Referring expression grounding data
======

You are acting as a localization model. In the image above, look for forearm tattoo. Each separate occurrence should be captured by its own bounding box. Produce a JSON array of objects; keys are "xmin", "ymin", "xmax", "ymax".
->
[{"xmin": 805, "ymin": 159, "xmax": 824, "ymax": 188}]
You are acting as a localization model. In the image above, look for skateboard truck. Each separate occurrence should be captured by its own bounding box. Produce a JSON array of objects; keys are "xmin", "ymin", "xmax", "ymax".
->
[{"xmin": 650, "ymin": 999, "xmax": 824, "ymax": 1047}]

======

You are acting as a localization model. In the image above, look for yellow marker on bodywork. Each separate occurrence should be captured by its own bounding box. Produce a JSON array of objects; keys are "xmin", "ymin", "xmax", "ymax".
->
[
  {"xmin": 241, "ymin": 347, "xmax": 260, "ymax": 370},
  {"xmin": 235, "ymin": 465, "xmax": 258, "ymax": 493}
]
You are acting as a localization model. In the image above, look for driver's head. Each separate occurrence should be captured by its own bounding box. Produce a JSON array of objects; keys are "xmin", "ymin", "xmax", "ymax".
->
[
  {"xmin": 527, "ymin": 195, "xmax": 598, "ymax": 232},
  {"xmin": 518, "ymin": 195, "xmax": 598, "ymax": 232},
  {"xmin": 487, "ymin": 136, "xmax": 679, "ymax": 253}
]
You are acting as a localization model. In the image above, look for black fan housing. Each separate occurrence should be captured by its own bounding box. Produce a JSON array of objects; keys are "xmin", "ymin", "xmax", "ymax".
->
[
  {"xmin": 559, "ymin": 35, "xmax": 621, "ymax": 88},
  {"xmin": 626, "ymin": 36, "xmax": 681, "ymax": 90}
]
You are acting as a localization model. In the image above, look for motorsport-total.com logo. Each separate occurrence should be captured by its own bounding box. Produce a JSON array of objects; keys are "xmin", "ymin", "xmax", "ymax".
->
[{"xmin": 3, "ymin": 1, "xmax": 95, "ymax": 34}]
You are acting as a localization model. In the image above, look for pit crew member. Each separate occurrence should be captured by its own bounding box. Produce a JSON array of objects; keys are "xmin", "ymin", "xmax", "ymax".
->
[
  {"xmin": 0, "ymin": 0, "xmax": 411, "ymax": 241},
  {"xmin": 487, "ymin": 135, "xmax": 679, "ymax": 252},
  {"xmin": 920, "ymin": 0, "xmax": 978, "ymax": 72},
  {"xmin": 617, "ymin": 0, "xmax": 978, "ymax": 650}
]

======

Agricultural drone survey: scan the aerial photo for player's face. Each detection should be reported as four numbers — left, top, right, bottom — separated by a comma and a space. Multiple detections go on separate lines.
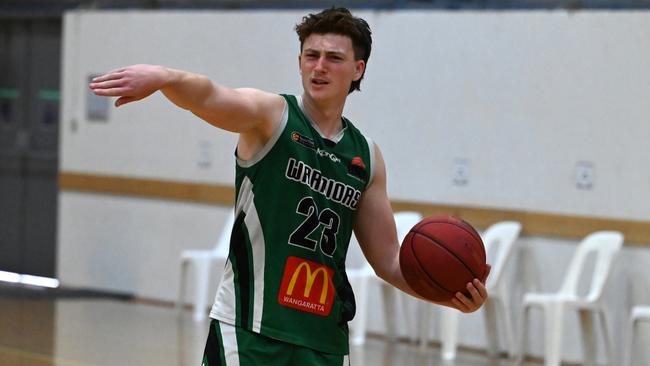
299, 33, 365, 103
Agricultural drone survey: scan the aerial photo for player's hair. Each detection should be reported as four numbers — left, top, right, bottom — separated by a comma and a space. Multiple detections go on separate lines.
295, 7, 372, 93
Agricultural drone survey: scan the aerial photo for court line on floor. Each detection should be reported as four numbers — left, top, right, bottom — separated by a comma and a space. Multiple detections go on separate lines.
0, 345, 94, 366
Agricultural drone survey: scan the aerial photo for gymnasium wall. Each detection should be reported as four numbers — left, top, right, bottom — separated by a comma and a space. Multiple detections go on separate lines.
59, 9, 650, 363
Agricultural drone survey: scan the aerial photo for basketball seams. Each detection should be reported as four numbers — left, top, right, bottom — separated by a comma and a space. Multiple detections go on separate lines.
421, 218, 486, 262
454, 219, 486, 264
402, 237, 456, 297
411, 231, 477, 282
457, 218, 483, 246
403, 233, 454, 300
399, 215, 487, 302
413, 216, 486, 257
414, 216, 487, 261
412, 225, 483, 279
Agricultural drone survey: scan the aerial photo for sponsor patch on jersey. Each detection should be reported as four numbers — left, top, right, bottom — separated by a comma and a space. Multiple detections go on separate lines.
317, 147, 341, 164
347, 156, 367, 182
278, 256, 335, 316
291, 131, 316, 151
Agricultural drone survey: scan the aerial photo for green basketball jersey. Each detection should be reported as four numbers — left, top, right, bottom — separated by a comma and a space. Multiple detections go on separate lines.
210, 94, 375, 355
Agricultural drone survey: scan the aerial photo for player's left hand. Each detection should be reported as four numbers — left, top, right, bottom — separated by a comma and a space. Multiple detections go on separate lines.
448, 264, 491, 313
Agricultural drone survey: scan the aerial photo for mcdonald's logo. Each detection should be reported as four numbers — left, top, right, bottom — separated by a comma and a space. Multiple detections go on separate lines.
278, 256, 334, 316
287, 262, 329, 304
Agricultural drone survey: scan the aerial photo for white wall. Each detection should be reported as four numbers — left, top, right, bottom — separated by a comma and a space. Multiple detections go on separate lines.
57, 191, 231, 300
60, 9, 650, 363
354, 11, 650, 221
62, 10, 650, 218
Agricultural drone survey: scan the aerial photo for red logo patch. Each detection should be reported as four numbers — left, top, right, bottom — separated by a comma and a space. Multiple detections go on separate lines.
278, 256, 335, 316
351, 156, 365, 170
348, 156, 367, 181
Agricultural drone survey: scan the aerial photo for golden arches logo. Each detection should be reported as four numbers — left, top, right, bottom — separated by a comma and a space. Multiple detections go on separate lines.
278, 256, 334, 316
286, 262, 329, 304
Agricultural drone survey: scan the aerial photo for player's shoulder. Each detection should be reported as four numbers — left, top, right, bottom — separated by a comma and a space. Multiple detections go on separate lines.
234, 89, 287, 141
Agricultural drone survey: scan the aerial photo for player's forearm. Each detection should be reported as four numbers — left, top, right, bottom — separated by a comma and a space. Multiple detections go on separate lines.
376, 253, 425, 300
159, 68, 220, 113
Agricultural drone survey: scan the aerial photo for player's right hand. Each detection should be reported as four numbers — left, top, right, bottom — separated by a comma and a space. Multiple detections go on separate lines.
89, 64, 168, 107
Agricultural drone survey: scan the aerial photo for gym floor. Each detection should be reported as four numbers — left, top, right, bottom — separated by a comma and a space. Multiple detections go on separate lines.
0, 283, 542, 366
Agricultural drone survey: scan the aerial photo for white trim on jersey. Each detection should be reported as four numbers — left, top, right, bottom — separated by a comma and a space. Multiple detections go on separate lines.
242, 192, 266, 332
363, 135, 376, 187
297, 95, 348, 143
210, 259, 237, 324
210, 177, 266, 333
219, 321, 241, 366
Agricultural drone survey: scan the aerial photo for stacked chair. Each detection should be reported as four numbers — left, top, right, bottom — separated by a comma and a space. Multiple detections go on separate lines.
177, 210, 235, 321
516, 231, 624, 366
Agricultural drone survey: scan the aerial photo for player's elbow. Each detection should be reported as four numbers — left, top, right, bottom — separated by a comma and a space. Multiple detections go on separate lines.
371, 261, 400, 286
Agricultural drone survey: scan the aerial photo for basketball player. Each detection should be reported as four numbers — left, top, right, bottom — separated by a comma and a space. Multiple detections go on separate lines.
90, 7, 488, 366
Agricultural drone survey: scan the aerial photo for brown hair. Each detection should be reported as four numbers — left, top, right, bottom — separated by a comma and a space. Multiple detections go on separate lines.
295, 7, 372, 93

======

## Exercise:
As the answer, set down only the lines from the data above between the one holding "look for forearm" and the one holding "look for skateboard", inclusive, exactly as they read.

## Result of the task:
You are acting as a localization model. In the image above, look for forearm tattoo. Each separate occurrence should be captured by its own bounding box. Produce a JSON array of objects; keys are "xmin", "ymin", "xmax", "ymax".
->
[{"xmin": 805, "ymin": 159, "xmax": 824, "ymax": 188}]
You are acting as a localization model. In the image above, look for skateboard truck. Each separate occurrence should be captured by its own bounding box. Produce a JSON array of objects; keys are "xmin", "ymin", "xmax", "ymax".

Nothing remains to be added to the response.